[Begin DATA SHOWN]

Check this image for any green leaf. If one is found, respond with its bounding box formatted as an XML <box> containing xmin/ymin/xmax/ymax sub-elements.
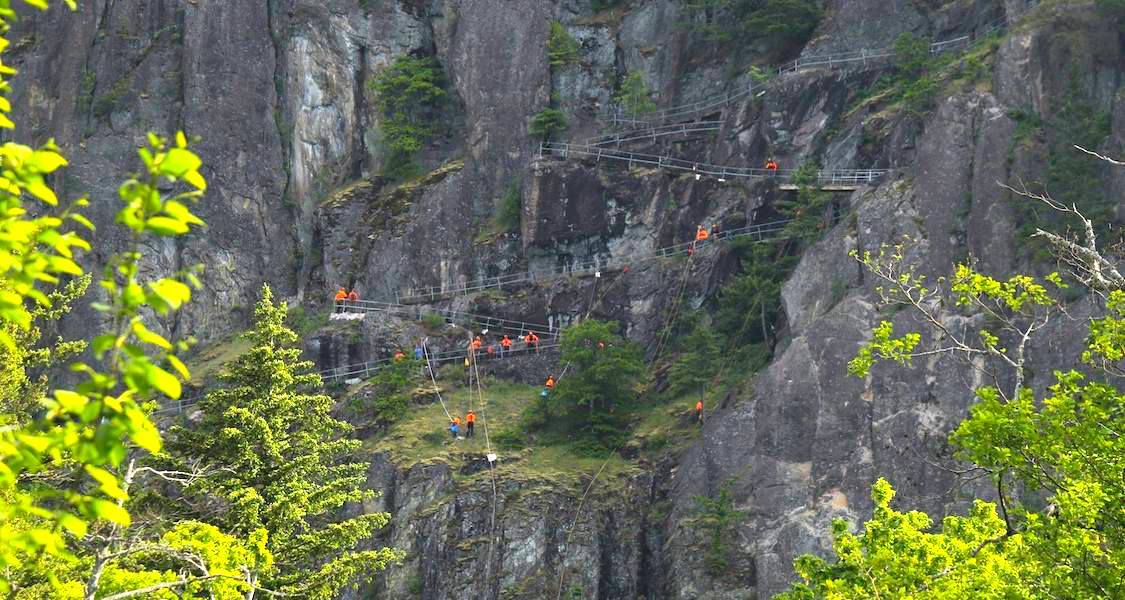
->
<box><xmin>90</xmin><ymin>500</ymin><xmax>132</xmax><ymax>527</ymax></box>
<box><xmin>86</xmin><ymin>465</ymin><xmax>129</xmax><ymax>500</ymax></box>
<box><xmin>160</xmin><ymin>147</ymin><xmax>204</xmax><ymax>178</ymax></box>
<box><xmin>133</xmin><ymin>320</ymin><xmax>172</xmax><ymax>350</ymax></box>
<box><xmin>149</xmin><ymin>278</ymin><xmax>191</xmax><ymax>308</ymax></box>
<box><xmin>164</xmin><ymin>355</ymin><xmax>191</xmax><ymax>380</ymax></box>
<box><xmin>144</xmin><ymin>216</ymin><xmax>191</xmax><ymax>236</ymax></box>
<box><xmin>145</xmin><ymin>365</ymin><xmax>182</xmax><ymax>400</ymax></box>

[End DATA SHOWN]

# WRITTEN TASK
Reproduce the material above line for line with no changes, leaving out the picture.

# THE REPLY
Check this image for any green leaf. If one is found, respond with its bounding box formatted as an XML <box> containing xmin/ymin/xmax/ymax sub-elements.
->
<box><xmin>90</xmin><ymin>500</ymin><xmax>132</xmax><ymax>527</ymax></box>
<box><xmin>86</xmin><ymin>465</ymin><xmax>129</xmax><ymax>500</ymax></box>
<box><xmin>160</xmin><ymin>147</ymin><xmax>204</xmax><ymax>178</ymax></box>
<box><xmin>133</xmin><ymin>320</ymin><xmax>172</xmax><ymax>350</ymax></box>
<box><xmin>149</xmin><ymin>278</ymin><xmax>191</xmax><ymax>308</ymax></box>
<box><xmin>164</xmin><ymin>355</ymin><xmax>191</xmax><ymax>380</ymax></box>
<box><xmin>144</xmin><ymin>216</ymin><xmax>191</xmax><ymax>236</ymax></box>
<box><xmin>145</xmin><ymin>365</ymin><xmax>182</xmax><ymax>400</ymax></box>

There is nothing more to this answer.